(Stated goal): Recast every line of text in the entries below as a Markdown table with the columns No. and Line, numbering each row and skipping blank lines. Leave the pictures out of your answer.

(Items from a data source)
-- BEGIN --

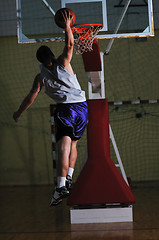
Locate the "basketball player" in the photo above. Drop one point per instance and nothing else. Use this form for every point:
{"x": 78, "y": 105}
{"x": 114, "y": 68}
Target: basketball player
{"x": 71, "y": 114}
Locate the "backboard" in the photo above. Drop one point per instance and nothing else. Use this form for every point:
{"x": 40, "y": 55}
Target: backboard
{"x": 120, "y": 18}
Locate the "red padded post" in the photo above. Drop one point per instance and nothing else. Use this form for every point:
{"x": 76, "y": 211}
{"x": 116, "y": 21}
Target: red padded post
{"x": 99, "y": 182}
{"x": 92, "y": 59}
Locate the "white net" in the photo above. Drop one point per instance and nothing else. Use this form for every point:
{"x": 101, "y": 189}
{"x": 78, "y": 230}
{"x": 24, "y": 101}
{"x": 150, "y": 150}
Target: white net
{"x": 84, "y": 36}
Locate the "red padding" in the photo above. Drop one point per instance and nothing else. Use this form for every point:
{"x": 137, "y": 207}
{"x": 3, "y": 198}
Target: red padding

-- END --

(Output for this task):
| No. | Line |
|---|---|
| 1 | Locate the "basketball player" in the photo above. Drop one point per instance and nothing else. Use this form for every point: |
| 2 | {"x": 78, "y": 105} |
| 3 | {"x": 114, "y": 68} |
| 4 | Target: basketball player |
| 5 | {"x": 71, "y": 114} |
| 6 | Locate the "backboard" in the photo above. Drop one point per instance and nothing else. Use this form for every point: |
| 7 | {"x": 40, "y": 55} |
| 8 | Target: backboard |
| 9 | {"x": 120, "y": 18} |
| 10 | Locate the "red padded post" in the photo above. Drop one point per instance and nothing else. Use this form for every point: |
| 11 | {"x": 76, "y": 211} |
| 12 | {"x": 116, "y": 21} |
| 13 | Target: red padded post |
| 14 | {"x": 99, "y": 182} |
| 15 | {"x": 92, "y": 59} |
| 16 | Locate the "white net" in the photo above. Drop one point per instance and nothing else. Use this form for every point: |
| 17 | {"x": 101, "y": 189} |
| 18 | {"x": 78, "y": 230} |
| 19 | {"x": 24, "y": 101} |
| 20 | {"x": 150, "y": 150} |
| 21 | Target: white net |
| 22 | {"x": 84, "y": 36} |
| 23 | Locate the "red padding" in the photo above. Drop one point per instance and nothing else. Use this form for every point: |
| 24 | {"x": 137, "y": 207} |
| 25 | {"x": 3, "y": 198} |
| 26 | Target: red padding |